The government should respect and uphold its obligations under international human rights law, and voters’ right to receive and obtain information at this critical time.
To the President and Government of Kenya
- Publicly restate the government’s commitment to upholding freedom of expression and media freedom ahead of the 2017 elections.
- Publicly condemn physical attacks, killings, threats, harassment, obstruction, intimidation and arbitrary arrests of journalists and bloggers, and direct government officials and security forces to stop harassing threatening or physically attacking journalists and bloggers.
- Direct the inspector general of police to ensure prompt, thorough, independent and effective investigation of attacks, including the deaths of, and threats against, journalists and bloggers, and to adopt a plan that would address the failure to adequately investigate such cases.
- Ensure full respect for international law by allowing full, open reporting and commentary on any issues of pressing public interest, including security, corruption, and accountability for past election-related violence.

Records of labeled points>
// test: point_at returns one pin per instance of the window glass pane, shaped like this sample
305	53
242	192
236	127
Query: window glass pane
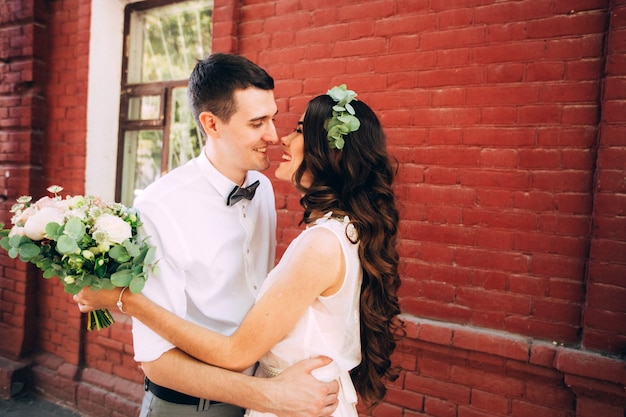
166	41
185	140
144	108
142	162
...
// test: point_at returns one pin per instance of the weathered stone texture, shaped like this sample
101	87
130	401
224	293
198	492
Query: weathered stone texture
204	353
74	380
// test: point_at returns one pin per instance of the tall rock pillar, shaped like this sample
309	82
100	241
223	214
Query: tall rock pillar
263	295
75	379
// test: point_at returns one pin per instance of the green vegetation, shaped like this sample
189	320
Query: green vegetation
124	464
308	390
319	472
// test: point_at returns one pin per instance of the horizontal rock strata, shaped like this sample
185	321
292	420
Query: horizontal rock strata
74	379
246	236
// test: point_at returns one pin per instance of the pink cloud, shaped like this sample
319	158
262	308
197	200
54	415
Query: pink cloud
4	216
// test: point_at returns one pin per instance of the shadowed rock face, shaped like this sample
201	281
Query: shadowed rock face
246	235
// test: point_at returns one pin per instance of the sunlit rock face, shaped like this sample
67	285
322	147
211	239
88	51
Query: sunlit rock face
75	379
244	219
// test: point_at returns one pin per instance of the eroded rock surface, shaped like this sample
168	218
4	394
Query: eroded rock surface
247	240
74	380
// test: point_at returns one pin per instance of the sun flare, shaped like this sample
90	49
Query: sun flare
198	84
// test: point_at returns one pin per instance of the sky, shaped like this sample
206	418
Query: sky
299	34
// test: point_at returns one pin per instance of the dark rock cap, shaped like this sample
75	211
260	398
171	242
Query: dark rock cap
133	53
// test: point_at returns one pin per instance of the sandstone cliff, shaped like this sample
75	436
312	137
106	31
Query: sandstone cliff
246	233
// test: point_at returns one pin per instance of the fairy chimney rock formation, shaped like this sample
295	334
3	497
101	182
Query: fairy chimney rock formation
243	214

SET TASK 1>
Duplicate the passage on press freedom in Kenya, starting with "The government should" and going on through "investigate such cases.".
SET TASK 2>
How many lines of the rows contain the string "surface", with case counting? Give only the number.

COMPLETE OUTPUT 1>
The government should respect and uphold its obligations under international human rights law, and voters’ right to receive and obtain information at this critical time.
To the President and Government of Kenya
- Publicly restate the government’s commitment to upholding freedom of expression and media freedom ahead of the 2017 elections.
- Publicly condemn physical attacks, killings, threats, harassment, obstruction, intimidation and arbitrary arrests of journalists and bloggers, and direct government officials and security forces to stop harassing threatening or physically attacking journalists and bloggers.
- Direct the inspector general of police to ensure prompt, thorough, independent and effective investigation of attacks, including the deaths of, and threats against, journalists and bloggers, and to adopt a plan that would address the failure to adequately investigate such cases.

COMPLETE OUTPUT 2>
2